PROVIDED PASSAGE:
----------------

USNS Mount Baker (T-AE-34) was the seventh of eight s. She served in the United States Navy from 1972 to 1996 and with the Military Sealift Command from 1996 to 2010. She was scrapped in 2012.

History
She is the second U.S. Navy ship to bear the name, and is named for Mount Baker, a 10,781-foot volcano in the Cascade Range of Washington. Ammunition ships operated by Military Sealift Command provide logistic support to US Navy ships at sea.

USS Mount Baker (AE-34)
Mount Baker was built by Ingalls Shipbuilding, Pascagoula, Mississippi. She was commissioned 22 July 1972 as USS Mount Baker (AE-34) and entered service with the Atlantic Fleet.

In 1976, the Chief of Naval Operations authorized the testing of the LAMPS MK III System aboard her flight deck. Later that year, Mount Baker gave support to rescue operations of the Navy's nuclear-powered submersible (NR-1). In 1977, she was awarded the Battle E as the best ammunition ship in the Atlantic Fleet.

USNS Mount Baker (T-AE-34)

----------------

REQUESTS:
1) Reproduce everything in the passage on USNS Mount Baker from "USNS Mount Baker (T-AE-34) was" down to "scrapped in 2012.".
2) For each statement, state whether the passage on USNS Mount Baker agrees with it, answering yes or no and quoting the words of the passage that decide it: (a) the ship was built in Pascagoula, Mississippi; (b) upon commissioning, she entered service with the Pacific Fleet; (c) she was awarded the Battle E in 1976.

----------------

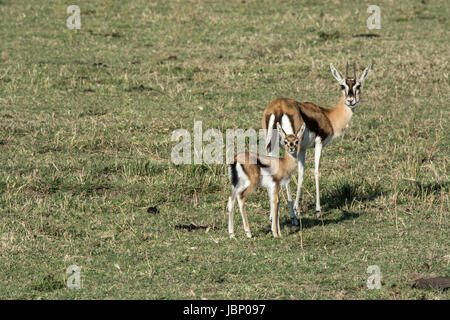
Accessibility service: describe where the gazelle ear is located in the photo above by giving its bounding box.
[277,122,286,140]
[330,63,344,83]
[297,122,306,139]
[358,63,372,83]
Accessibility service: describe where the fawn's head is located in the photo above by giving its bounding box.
[277,122,306,157]
[330,62,372,109]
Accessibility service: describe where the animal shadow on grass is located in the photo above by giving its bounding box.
[272,182,383,233]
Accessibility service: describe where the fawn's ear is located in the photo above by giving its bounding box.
[358,63,372,83]
[297,122,306,140]
[330,63,344,84]
[277,122,286,140]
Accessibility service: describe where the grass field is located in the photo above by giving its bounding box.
[0,0,450,299]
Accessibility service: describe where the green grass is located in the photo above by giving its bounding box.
[0,0,450,299]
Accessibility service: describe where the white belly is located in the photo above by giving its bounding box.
[301,128,333,149]
[300,128,316,149]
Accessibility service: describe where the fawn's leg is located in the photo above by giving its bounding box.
[228,190,236,238]
[238,186,253,238]
[270,186,280,238]
[294,148,306,215]
[286,182,298,226]
[274,187,281,237]
[314,137,322,217]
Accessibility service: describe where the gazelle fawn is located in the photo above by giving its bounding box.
[262,63,372,225]
[228,123,306,238]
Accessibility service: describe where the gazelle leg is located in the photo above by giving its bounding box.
[269,186,280,238]
[314,137,322,217]
[294,148,306,216]
[276,190,281,237]
[286,182,298,226]
[237,190,252,238]
[228,190,236,238]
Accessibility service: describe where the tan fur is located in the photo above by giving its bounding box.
[229,126,305,237]
[325,97,352,136]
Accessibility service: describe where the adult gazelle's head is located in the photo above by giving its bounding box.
[330,62,372,109]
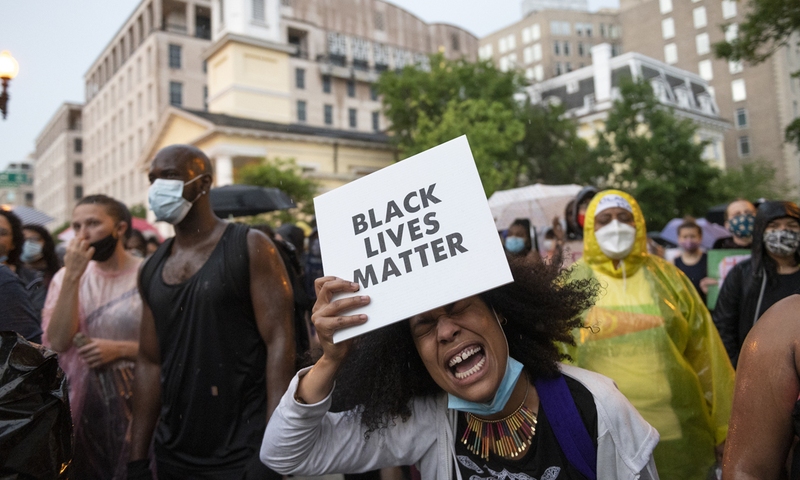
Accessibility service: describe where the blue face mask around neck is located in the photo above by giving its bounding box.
[447,357,522,417]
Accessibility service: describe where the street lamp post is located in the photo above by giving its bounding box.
[0,50,19,120]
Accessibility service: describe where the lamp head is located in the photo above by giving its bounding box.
[0,50,19,80]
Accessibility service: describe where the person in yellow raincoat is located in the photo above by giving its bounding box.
[565,190,734,480]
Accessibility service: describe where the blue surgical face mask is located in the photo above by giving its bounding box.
[147,175,205,225]
[506,237,525,253]
[19,240,42,263]
[447,357,522,417]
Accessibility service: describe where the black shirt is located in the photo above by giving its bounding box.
[711,237,751,250]
[0,265,42,343]
[140,224,267,476]
[675,253,708,303]
[453,375,597,480]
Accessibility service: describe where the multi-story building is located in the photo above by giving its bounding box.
[620,0,800,188]
[33,103,84,227]
[0,159,34,207]
[83,0,211,210]
[478,0,622,82]
[528,44,730,168]
[140,0,478,196]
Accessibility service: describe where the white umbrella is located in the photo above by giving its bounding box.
[489,183,582,230]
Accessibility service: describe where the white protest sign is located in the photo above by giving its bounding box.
[314,136,513,342]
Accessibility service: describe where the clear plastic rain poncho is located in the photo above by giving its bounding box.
[565,190,734,480]
[42,260,142,479]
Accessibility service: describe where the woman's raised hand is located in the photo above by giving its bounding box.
[311,277,369,362]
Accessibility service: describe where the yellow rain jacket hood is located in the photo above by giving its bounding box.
[564,190,734,480]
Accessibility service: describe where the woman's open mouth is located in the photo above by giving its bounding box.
[447,345,486,380]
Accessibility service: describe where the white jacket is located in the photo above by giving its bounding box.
[261,365,658,480]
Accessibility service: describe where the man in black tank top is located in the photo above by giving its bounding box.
[128,145,294,479]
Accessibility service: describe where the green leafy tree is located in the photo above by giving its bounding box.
[597,80,721,230]
[711,160,790,203]
[238,158,319,223]
[130,203,147,218]
[406,99,525,196]
[714,0,800,148]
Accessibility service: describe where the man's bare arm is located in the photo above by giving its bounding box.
[723,295,800,480]
[130,300,161,461]
[247,230,295,418]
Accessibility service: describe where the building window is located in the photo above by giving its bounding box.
[169,82,183,107]
[530,23,542,42]
[661,17,675,40]
[347,108,358,128]
[692,7,708,28]
[253,0,267,23]
[722,0,736,20]
[169,43,181,68]
[731,78,747,102]
[664,43,678,65]
[736,108,747,128]
[695,33,711,55]
[697,60,714,81]
[739,135,750,157]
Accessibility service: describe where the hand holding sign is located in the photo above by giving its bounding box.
[314,136,513,342]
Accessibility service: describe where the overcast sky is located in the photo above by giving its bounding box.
[0,0,619,168]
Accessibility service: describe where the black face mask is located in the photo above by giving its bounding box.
[90,234,119,262]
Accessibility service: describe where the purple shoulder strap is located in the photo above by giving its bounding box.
[533,375,597,480]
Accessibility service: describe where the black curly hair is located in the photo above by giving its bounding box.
[332,257,598,435]
[22,223,61,285]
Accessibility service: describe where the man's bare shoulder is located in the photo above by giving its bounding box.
[746,295,800,345]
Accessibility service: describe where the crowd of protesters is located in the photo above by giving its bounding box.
[0,145,800,480]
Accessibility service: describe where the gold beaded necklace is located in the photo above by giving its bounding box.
[461,385,536,460]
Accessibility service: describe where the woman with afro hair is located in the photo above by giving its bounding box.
[261,258,658,480]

----------------

IN RESPONSE:
1)
USNS Mount Baker (T-AE-34) was the seventh of eight s. She served in the United States Navy from 1972 to 1996 and with the Military Sealift Command from 1996 to 2010. She was scrapped in 2012.

2)
(a) Yes: "Mount Baker was built by Ingalls Shipbuilding, Pascagoula, Mississippi."
(b) No: "entered service with the Atlantic Fleet"
(c) No: "In 1977, she was awarded the Battle E as the best ammunition ship in the Atlantic Fleet."